Exercise goal:
Set down the records exactly as they stand, except for any pictures, which you should omit.

[Opening Input records section]

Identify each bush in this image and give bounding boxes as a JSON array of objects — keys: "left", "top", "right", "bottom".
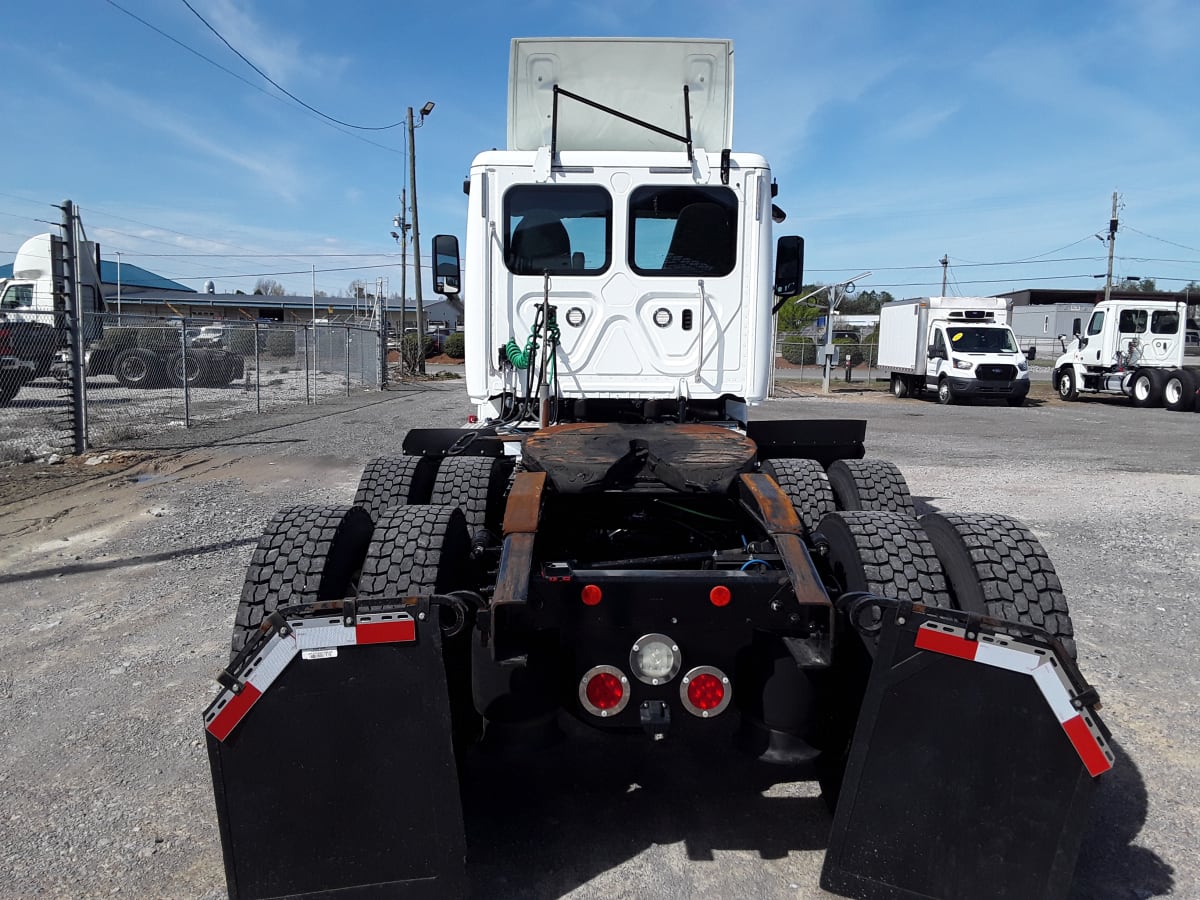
[
  {"left": 780, "top": 337, "right": 817, "bottom": 365},
  {"left": 401, "top": 332, "right": 436, "bottom": 369},
  {"left": 444, "top": 331, "right": 465, "bottom": 359},
  {"left": 266, "top": 330, "right": 297, "bottom": 357}
]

[Closing Input records section]

Final answer:
Identify each bush in this image and give bounding boxes as a JSON array of objects — keys: "left", "top", "right", "bottom".
[
  {"left": 780, "top": 337, "right": 817, "bottom": 365},
  {"left": 401, "top": 332, "right": 436, "bottom": 369},
  {"left": 444, "top": 331, "right": 465, "bottom": 359},
  {"left": 266, "top": 330, "right": 297, "bottom": 357}
]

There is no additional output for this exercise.